[Start of TEXT SECTION]
# SI 330 - Lab 10: Taking a Step Back

## Submission Instructions:
Please turn in this Jupyter notebook file (both .ipynb and .html formats) on Canvas.

### Name:  Samantha Cohen
### Uniqname: samcoh
### People you worked with: Emil, Rhea, and Will 

## Objectives:

* Practice translating between data manipulation frameworks

In each question in this lab, we will give you code in one framework, and you will write it out in another framework.

## Part 0: Setup

In [1]:
import sqlite3 as sqlite
import numpy as np
import pandas as pd
from collections import defaultdict

### Part 0.1: SQLite Setup

Way back in HW4, we used an SQLite database called `chinook.db`. That database contains the following tables:

- `artists`: Musical artists, each with an artist id and name.
- `albums`: Musical albums. Each album belongs to one artist. However, one artist may have multiple albums.
[End of TEXT SECTION]
[Start of DATA RECORDS]
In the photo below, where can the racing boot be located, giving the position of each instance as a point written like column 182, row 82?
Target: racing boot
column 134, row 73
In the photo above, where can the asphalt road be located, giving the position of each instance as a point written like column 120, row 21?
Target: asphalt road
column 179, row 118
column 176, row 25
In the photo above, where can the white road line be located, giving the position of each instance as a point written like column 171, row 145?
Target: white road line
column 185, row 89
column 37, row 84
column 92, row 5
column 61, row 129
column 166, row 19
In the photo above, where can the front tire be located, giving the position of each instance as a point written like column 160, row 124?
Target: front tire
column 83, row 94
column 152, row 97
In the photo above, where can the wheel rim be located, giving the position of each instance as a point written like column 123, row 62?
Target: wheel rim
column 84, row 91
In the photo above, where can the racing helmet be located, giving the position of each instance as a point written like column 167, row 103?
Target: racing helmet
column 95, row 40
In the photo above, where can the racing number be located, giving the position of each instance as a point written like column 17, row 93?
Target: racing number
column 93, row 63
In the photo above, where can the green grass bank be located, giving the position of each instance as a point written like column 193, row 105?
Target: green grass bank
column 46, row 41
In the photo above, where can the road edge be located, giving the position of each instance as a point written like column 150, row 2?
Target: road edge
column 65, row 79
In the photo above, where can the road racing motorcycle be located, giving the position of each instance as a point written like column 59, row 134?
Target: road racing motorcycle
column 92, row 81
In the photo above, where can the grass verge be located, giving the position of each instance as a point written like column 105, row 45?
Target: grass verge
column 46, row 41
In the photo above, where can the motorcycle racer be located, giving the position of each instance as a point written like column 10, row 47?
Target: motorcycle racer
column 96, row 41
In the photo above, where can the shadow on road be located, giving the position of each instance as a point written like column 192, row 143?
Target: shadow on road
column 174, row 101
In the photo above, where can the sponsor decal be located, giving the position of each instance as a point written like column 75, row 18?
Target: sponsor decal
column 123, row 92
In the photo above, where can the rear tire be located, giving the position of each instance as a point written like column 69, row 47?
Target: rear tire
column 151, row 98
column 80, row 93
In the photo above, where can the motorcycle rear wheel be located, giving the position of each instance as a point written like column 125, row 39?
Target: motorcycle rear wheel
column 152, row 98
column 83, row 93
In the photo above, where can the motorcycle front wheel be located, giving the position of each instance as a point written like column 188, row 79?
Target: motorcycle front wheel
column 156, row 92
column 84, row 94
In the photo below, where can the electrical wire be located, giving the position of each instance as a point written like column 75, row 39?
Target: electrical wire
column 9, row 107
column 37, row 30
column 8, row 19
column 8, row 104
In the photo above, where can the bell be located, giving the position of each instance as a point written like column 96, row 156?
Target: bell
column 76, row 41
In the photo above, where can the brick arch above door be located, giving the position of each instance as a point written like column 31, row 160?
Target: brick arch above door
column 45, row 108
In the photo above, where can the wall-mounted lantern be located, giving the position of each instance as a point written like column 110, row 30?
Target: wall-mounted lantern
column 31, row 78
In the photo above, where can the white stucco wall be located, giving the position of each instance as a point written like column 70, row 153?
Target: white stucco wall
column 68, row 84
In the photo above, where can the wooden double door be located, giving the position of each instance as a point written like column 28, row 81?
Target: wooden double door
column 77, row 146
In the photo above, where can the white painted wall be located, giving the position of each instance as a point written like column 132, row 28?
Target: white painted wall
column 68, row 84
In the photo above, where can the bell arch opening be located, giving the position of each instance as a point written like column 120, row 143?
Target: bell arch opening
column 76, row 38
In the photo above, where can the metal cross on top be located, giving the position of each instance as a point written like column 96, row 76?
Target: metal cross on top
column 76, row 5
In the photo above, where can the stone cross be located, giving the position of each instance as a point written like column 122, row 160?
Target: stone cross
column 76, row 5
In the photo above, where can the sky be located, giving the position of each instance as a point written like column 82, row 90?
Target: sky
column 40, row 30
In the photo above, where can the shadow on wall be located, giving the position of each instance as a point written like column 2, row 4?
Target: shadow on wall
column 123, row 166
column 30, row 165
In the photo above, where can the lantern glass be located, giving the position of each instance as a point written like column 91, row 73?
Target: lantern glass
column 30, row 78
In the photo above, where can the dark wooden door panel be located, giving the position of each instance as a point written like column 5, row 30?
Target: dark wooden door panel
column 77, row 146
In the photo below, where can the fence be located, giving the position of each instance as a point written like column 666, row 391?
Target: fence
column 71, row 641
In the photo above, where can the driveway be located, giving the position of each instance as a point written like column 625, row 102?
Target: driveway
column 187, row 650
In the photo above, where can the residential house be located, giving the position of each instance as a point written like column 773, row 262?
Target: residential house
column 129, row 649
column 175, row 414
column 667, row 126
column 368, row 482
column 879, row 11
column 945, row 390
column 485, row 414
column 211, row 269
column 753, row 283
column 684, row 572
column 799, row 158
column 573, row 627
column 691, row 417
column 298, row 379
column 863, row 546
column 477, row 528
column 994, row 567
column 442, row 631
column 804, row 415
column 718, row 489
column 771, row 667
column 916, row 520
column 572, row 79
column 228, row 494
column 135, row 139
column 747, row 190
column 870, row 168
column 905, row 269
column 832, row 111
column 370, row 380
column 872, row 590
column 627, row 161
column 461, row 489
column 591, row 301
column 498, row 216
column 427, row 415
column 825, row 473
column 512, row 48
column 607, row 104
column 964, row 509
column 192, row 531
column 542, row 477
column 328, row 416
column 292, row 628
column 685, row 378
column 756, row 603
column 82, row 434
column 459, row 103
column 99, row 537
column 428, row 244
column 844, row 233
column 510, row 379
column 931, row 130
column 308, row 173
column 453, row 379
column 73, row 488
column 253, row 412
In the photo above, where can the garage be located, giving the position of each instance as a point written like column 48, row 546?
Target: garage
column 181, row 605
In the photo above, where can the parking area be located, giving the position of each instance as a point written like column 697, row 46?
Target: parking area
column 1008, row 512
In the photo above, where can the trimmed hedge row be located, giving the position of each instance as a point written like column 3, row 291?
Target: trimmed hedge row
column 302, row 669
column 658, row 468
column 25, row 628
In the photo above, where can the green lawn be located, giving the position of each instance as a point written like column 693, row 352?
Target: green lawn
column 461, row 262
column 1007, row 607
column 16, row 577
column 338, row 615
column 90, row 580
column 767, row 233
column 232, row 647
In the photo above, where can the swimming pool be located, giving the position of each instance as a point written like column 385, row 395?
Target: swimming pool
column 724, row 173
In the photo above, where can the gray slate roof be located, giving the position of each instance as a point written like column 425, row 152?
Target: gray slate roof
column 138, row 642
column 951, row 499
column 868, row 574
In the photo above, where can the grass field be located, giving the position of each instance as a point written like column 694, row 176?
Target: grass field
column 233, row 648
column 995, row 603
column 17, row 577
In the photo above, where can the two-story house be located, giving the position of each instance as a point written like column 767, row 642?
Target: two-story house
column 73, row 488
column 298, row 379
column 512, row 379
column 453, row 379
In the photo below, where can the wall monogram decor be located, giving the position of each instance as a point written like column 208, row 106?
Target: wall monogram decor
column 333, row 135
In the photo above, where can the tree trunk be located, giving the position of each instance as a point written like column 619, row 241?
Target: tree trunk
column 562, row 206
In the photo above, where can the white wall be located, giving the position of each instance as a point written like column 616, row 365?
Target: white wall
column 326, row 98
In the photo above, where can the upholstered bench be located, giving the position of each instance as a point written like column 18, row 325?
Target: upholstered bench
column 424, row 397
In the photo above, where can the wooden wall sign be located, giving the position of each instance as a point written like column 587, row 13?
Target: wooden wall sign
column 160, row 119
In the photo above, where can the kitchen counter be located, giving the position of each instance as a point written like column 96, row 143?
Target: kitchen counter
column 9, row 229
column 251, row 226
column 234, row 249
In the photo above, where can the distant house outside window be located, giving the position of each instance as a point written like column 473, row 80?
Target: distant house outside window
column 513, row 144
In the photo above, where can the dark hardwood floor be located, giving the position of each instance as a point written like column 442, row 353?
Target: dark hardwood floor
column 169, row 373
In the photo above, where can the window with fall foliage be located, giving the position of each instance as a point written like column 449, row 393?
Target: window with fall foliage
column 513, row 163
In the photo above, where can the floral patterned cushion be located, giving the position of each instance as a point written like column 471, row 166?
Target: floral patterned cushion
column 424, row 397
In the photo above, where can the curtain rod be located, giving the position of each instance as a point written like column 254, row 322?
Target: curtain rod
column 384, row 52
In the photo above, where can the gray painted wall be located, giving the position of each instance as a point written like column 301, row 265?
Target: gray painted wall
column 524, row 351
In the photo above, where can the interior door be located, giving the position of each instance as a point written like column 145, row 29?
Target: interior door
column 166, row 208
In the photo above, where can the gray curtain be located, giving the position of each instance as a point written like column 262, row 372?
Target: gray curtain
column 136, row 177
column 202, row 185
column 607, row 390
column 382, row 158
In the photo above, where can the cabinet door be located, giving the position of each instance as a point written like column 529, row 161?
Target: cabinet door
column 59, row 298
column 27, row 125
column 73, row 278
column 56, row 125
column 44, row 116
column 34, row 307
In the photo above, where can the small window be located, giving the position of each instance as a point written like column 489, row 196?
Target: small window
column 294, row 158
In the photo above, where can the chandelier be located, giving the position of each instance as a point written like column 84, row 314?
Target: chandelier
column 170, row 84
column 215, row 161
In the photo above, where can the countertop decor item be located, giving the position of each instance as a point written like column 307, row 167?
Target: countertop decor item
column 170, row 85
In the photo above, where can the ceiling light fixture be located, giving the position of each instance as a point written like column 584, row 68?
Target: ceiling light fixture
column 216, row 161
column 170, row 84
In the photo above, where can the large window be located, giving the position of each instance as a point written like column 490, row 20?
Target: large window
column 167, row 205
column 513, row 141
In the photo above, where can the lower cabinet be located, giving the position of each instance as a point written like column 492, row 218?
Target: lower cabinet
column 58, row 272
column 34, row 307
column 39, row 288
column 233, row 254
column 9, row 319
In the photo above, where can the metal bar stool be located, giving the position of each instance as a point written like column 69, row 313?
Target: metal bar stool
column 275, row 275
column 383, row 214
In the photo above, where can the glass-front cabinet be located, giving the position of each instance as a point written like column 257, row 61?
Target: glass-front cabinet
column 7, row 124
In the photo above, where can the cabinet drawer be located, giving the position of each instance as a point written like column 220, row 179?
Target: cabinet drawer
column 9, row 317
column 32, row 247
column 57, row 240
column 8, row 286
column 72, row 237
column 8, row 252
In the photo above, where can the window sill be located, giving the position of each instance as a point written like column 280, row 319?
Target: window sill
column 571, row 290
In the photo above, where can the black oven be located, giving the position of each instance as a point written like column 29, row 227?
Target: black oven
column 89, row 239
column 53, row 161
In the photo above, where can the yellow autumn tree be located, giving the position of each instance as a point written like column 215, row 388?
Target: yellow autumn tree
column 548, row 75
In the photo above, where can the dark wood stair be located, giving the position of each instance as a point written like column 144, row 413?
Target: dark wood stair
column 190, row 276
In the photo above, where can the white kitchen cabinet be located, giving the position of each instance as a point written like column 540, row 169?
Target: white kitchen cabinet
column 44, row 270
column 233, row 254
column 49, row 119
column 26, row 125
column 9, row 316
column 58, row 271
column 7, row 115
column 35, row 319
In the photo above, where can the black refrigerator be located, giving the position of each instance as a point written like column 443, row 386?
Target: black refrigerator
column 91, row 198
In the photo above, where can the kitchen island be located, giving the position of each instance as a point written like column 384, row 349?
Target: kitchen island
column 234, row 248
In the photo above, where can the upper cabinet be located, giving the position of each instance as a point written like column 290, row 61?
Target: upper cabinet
[End of DATA RECORDS]
• **TASK INSTRUCTIONS**
Answer these about the SI 330 lab text above:
1. In which two formats should the notebook file be turned in?
2. What is the name of the SQLite database used back in HW4?
3. What two things does each artist in the `artists` table have?

• **TASK SOLUTION**
1. .ipynb and .html
2. `chinook.db`
3. An artist id and a name